## Start

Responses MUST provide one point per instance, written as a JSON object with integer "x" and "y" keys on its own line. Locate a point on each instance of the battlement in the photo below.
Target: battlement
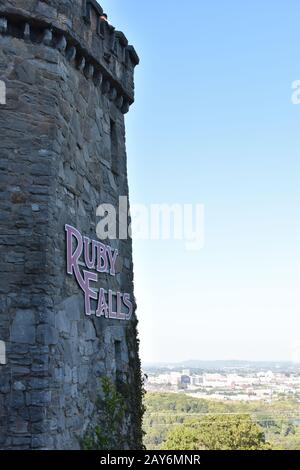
{"x": 80, "y": 31}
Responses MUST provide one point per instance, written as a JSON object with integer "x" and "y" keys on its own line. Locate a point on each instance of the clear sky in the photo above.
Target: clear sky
{"x": 214, "y": 123}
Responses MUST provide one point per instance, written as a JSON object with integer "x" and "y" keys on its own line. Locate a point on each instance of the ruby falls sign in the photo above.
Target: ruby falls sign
{"x": 96, "y": 257}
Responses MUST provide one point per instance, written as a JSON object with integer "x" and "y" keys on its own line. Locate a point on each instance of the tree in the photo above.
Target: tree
{"x": 218, "y": 432}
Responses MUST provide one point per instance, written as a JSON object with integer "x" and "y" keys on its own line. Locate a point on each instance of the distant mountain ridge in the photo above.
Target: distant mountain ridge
{"x": 224, "y": 364}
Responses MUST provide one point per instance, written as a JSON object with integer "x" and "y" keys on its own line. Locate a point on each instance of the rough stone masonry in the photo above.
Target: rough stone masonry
{"x": 69, "y": 81}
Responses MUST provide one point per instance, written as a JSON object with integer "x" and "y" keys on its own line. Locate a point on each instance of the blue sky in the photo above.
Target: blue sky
{"x": 213, "y": 123}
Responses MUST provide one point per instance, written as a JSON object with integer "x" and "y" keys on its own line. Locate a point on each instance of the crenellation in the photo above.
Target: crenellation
{"x": 118, "y": 58}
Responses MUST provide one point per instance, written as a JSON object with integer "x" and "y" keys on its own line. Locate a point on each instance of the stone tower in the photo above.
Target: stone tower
{"x": 68, "y": 76}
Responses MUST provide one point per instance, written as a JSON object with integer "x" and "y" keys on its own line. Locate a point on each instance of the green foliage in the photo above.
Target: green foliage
{"x": 165, "y": 411}
{"x": 108, "y": 434}
{"x": 220, "y": 432}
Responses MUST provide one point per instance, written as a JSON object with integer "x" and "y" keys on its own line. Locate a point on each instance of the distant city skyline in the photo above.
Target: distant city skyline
{"x": 214, "y": 123}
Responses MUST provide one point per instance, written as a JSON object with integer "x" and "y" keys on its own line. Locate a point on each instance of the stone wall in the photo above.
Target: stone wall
{"x": 69, "y": 80}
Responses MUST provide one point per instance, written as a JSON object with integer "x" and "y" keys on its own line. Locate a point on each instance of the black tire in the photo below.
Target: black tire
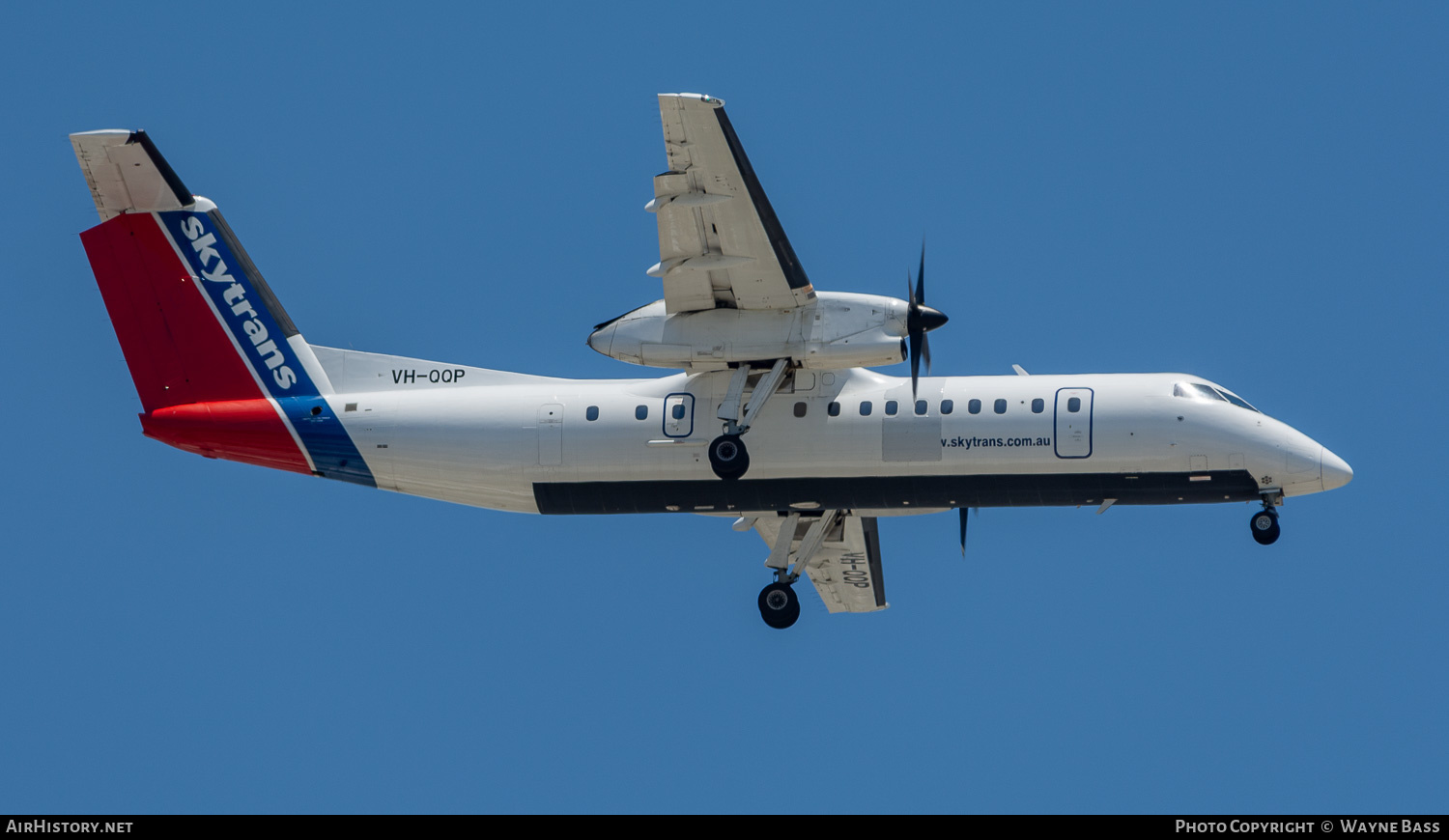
{"x": 779, "y": 605}
{"x": 727, "y": 457}
{"x": 1265, "y": 527}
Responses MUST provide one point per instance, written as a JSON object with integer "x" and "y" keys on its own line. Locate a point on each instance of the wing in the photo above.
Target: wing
{"x": 721, "y": 243}
{"x": 846, "y": 567}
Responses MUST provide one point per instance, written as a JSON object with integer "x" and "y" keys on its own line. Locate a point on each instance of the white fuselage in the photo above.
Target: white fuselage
{"x": 541, "y": 445}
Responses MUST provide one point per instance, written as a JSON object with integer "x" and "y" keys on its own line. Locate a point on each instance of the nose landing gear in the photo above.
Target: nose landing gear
{"x": 1265, "y": 521}
{"x": 727, "y": 455}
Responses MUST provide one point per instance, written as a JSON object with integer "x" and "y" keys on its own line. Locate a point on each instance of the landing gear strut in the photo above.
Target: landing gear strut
{"x": 1265, "y": 523}
{"x": 779, "y": 604}
{"x": 727, "y": 454}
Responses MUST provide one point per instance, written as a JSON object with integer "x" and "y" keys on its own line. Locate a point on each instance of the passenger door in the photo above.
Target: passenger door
{"x": 678, "y": 414}
{"x": 1074, "y": 419}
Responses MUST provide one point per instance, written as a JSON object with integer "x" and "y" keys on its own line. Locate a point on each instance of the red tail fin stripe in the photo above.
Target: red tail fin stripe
{"x": 246, "y": 431}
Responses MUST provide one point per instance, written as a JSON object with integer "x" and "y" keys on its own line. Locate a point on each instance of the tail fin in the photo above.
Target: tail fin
{"x": 219, "y": 367}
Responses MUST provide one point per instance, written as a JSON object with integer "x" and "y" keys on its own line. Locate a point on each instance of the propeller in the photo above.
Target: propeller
{"x": 962, "y": 513}
{"x": 921, "y": 319}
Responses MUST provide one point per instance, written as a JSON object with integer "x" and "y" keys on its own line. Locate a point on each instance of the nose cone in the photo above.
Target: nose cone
{"x": 1336, "y": 472}
{"x": 602, "y": 339}
{"x": 930, "y": 319}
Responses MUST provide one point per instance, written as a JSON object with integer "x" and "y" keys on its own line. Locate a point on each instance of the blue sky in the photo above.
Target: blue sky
{"x": 1254, "y": 193}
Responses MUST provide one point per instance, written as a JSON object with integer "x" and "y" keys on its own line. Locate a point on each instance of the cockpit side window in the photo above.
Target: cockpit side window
{"x": 1236, "y": 400}
{"x": 1200, "y": 391}
{"x": 1197, "y": 391}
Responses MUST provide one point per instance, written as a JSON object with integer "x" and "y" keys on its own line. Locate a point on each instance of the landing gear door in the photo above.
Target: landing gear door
{"x": 1074, "y": 419}
{"x": 678, "y": 414}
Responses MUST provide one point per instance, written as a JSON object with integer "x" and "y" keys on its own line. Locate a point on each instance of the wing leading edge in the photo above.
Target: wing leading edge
{"x": 721, "y": 243}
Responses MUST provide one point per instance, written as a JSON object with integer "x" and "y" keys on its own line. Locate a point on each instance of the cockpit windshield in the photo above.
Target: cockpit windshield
{"x": 1196, "y": 391}
{"x": 1236, "y": 400}
{"x": 1210, "y": 394}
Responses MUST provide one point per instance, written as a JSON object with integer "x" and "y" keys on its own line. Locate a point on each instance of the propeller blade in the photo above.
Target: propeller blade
{"x": 962, "y": 512}
{"x": 916, "y": 339}
{"x": 921, "y": 275}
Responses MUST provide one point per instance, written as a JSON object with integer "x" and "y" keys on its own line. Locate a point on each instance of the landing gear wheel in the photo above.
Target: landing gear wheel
{"x": 727, "y": 457}
{"x": 779, "y": 605}
{"x": 1265, "y": 527}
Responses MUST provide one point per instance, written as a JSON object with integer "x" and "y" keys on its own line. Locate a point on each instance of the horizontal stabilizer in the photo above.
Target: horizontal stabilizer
{"x": 128, "y": 174}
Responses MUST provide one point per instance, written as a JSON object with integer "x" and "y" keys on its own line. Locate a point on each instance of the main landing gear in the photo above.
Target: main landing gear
{"x": 779, "y": 604}
{"x": 1265, "y": 521}
{"x": 727, "y": 454}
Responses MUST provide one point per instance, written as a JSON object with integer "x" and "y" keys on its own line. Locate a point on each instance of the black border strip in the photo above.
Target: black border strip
{"x": 774, "y": 231}
{"x": 249, "y": 269}
{"x": 167, "y": 173}
{"x": 893, "y": 492}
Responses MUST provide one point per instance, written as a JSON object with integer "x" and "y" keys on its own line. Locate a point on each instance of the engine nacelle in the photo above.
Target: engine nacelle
{"x": 837, "y": 330}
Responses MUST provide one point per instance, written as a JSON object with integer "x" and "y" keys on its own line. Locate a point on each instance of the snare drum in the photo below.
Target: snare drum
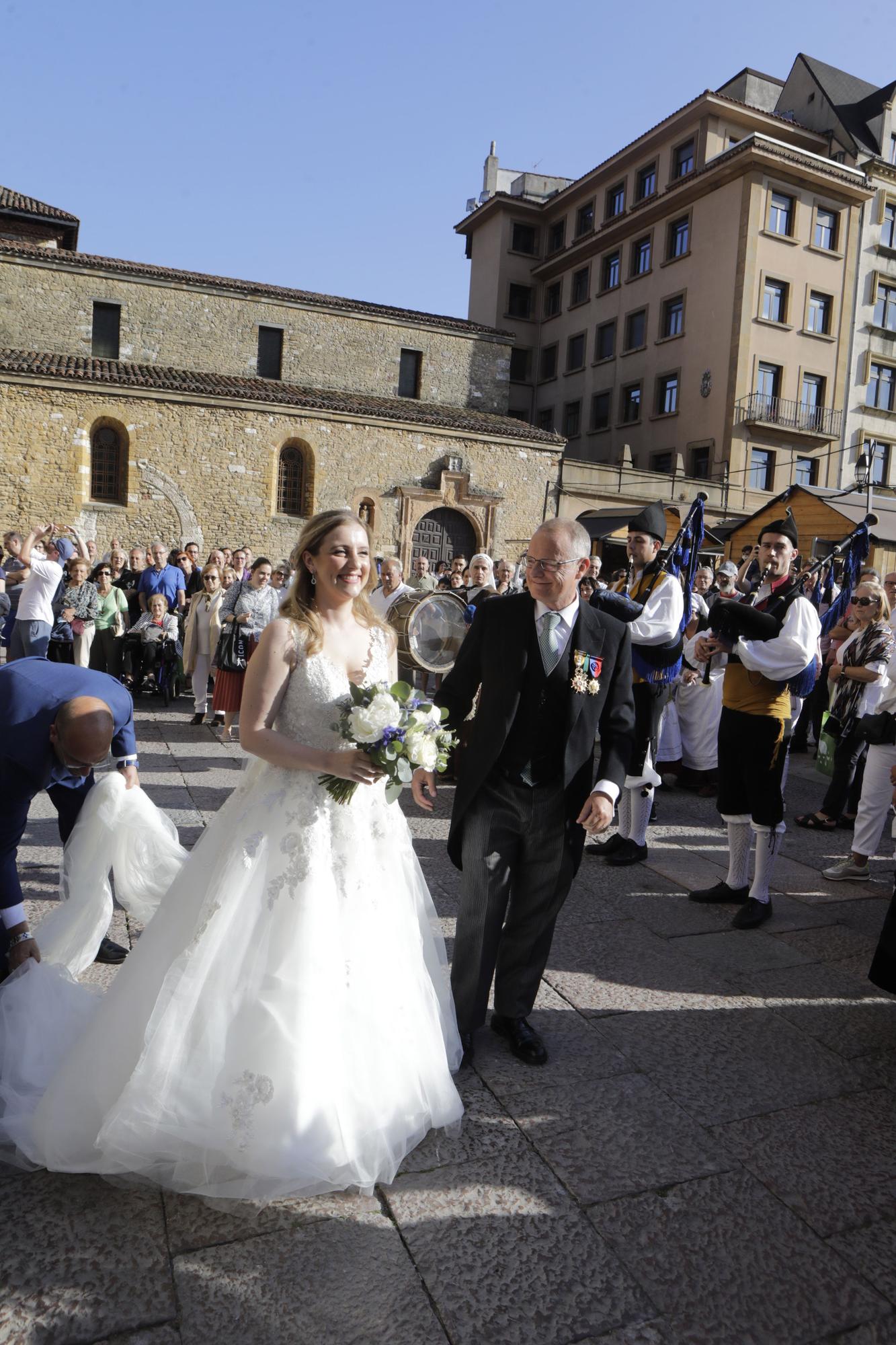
{"x": 430, "y": 629}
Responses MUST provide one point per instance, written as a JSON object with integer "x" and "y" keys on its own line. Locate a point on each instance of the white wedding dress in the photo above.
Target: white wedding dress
{"x": 284, "y": 1026}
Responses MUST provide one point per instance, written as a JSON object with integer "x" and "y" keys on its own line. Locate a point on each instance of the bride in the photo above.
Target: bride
{"x": 284, "y": 1026}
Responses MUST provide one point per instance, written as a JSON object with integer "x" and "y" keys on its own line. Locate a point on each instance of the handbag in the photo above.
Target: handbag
{"x": 231, "y": 654}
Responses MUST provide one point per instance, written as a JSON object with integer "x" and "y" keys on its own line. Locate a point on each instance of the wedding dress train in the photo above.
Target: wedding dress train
{"x": 284, "y": 1024}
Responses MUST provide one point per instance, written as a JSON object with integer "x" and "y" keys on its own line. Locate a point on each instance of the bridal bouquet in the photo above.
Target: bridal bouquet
{"x": 397, "y": 731}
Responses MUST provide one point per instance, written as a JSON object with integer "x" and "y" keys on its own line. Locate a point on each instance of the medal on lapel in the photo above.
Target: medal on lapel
{"x": 587, "y": 673}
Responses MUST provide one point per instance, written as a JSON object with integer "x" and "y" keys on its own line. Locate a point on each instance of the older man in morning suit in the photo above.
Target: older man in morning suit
{"x": 552, "y": 676}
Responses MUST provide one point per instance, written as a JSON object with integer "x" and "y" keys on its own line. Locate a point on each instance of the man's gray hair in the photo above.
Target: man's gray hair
{"x": 572, "y": 533}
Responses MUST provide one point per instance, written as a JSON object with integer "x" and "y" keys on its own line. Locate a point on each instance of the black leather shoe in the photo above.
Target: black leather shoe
{"x": 720, "y": 892}
{"x": 524, "y": 1040}
{"x": 111, "y": 953}
{"x": 602, "y": 849}
{"x": 627, "y": 853}
{"x": 752, "y": 915}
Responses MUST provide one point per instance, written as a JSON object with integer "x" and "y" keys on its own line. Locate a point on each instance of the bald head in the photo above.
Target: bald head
{"x": 81, "y": 734}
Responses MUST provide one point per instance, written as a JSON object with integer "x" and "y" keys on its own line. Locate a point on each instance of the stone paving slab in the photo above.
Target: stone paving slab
{"x": 83, "y": 1260}
{"x": 507, "y": 1257}
{"x": 334, "y": 1284}
{"x": 710, "y": 1253}
{"x": 833, "y": 1163}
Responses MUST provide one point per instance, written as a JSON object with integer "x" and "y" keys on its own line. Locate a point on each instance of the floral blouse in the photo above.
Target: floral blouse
{"x": 261, "y": 606}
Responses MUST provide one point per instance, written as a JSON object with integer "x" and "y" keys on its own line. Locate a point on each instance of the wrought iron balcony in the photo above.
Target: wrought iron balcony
{"x": 803, "y": 418}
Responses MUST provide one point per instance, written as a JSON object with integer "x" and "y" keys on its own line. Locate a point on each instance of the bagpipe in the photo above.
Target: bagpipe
{"x": 661, "y": 662}
{"x": 731, "y": 619}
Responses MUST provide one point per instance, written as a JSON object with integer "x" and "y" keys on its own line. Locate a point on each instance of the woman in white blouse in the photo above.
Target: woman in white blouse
{"x": 201, "y": 638}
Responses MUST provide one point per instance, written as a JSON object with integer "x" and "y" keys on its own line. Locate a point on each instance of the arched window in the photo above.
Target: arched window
{"x": 108, "y": 466}
{"x": 294, "y": 482}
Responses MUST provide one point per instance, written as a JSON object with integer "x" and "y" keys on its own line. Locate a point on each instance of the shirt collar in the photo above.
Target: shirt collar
{"x": 567, "y": 614}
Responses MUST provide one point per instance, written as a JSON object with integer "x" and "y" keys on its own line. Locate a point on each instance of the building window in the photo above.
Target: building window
{"x": 557, "y": 236}
{"x": 775, "y": 301}
{"x": 780, "y": 216}
{"x": 525, "y": 239}
{"x": 572, "y": 420}
{"x": 667, "y": 395}
{"x": 409, "y": 371}
{"x": 825, "y": 229}
{"x": 584, "y": 220}
{"x": 610, "y": 272}
{"x": 641, "y": 258}
{"x": 678, "y": 239}
{"x": 108, "y": 466}
{"x": 606, "y": 341}
{"x": 631, "y": 404}
{"x": 885, "y": 307}
{"x": 520, "y": 364}
{"x": 520, "y": 302}
{"x": 615, "y": 201}
{"x": 270, "y": 364}
{"x": 106, "y": 334}
{"x": 888, "y": 232}
{"x": 576, "y": 353}
{"x": 880, "y": 388}
{"x": 292, "y": 482}
{"x": 806, "y": 471}
{"x": 635, "y": 330}
{"x": 684, "y": 159}
{"x": 818, "y": 314}
{"x": 762, "y": 470}
{"x": 580, "y": 287}
{"x": 600, "y": 411}
{"x": 700, "y": 463}
{"x": 646, "y": 182}
{"x": 673, "y": 321}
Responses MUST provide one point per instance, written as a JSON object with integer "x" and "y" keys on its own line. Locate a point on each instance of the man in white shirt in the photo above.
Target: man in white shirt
{"x": 36, "y": 618}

## End

** WHAT IS EXPECTED **
Return exactly, and only, the line containing "building window in the photo above." and every line after it through the end of the material.

** COMPLETE ANSWER **
Responses MUST provide one point per instance, written as a JSON object with integer "x" and "y" keys on its own line. Locate a point on each instance of the building window in the photo above.
Target: building window
{"x": 557, "y": 236}
{"x": 775, "y": 301}
{"x": 780, "y": 216}
{"x": 525, "y": 239}
{"x": 572, "y": 420}
{"x": 667, "y": 395}
{"x": 409, "y": 371}
{"x": 825, "y": 229}
{"x": 584, "y": 220}
{"x": 610, "y": 272}
{"x": 641, "y": 258}
{"x": 678, "y": 239}
{"x": 108, "y": 466}
{"x": 606, "y": 341}
{"x": 631, "y": 404}
{"x": 885, "y": 307}
{"x": 520, "y": 364}
{"x": 520, "y": 302}
{"x": 615, "y": 201}
{"x": 270, "y": 364}
{"x": 106, "y": 334}
{"x": 888, "y": 232}
{"x": 576, "y": 353}
{"x": 880, "y": 388}
{"x": 292, "y": 482}
{"x": 806, "y": 471}
{"x": 635, "y": 330}
{"x": 684, "y": 159}
{"x": 818, "y": 314}
{"x": 762, "y": 470}
{"x": 580, "y": 287}
{"x": 600, "y": 411}
{"x": 700, "y": 463}
{"x": 646, "y": 182}
{"x": 673, "y": 321}
Responses MUST provide one point per instance, written as a JSON object with integer "x" and "y" keys on its own line. Locate a point on each instance of the man in white shirt in the photo above.
Target: man in white shirt
{"x": 36, "y": 618}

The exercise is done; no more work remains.